— START OF Input for this task —
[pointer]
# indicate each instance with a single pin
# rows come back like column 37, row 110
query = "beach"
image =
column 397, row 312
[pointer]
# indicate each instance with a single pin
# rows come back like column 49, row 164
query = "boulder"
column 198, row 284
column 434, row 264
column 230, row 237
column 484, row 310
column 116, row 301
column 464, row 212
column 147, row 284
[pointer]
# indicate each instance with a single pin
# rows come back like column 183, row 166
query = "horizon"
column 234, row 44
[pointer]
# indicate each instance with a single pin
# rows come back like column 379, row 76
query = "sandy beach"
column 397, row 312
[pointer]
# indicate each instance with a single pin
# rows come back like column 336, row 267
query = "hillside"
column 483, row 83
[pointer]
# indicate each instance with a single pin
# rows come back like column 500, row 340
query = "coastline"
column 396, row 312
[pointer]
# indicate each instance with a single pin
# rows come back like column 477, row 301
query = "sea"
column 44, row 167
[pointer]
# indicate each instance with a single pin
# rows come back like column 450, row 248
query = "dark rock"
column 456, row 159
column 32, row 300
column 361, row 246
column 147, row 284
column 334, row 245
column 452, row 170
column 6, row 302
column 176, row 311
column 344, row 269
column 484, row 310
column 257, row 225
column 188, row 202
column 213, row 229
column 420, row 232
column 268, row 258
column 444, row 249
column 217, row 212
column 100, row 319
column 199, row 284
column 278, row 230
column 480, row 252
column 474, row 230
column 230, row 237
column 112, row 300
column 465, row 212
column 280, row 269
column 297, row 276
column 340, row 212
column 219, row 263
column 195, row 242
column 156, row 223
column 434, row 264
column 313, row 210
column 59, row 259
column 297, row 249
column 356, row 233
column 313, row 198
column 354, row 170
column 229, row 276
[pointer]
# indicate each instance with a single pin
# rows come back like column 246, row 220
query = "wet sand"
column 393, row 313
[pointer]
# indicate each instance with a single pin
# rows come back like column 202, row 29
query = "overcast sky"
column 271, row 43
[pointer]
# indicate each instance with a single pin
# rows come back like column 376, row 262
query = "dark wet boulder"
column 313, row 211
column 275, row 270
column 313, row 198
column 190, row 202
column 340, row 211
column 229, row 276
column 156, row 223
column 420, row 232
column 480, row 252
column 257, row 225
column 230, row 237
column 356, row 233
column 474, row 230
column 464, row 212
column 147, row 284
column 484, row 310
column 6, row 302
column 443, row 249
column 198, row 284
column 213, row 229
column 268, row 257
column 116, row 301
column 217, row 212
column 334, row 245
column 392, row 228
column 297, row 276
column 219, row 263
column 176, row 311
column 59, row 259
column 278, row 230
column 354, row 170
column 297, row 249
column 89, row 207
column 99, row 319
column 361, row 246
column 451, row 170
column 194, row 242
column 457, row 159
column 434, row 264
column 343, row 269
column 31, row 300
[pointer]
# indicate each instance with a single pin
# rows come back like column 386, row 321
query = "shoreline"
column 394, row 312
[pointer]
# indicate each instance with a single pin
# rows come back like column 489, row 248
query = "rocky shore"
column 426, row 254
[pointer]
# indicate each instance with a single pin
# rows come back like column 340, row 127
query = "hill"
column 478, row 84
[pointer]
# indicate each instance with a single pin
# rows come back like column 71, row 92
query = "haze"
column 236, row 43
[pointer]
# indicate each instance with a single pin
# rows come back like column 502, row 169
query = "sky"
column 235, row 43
— END OF Input for this task —
Copy the material line for line, from its first line through the line containing "column 234, row 44", both included.

[pointer]
# indicate each instance with a single pin
# rows come back like column 37, row 110
query = "beach"
image =
column 397, row 312
[pointer]
# indicate each instance with a single pin
# rows come back like column 49, row 164
query = "boulder"
column 198, row 284
column 434, row 264
column 230, row 237
column 484, row 310
column 116, row 301
column 464, row 212
column 147, row 284
[pointer]
# indicate each instance with a single pin
# rows come back like column 183, row 166
query = "horizon"
column 234, row 44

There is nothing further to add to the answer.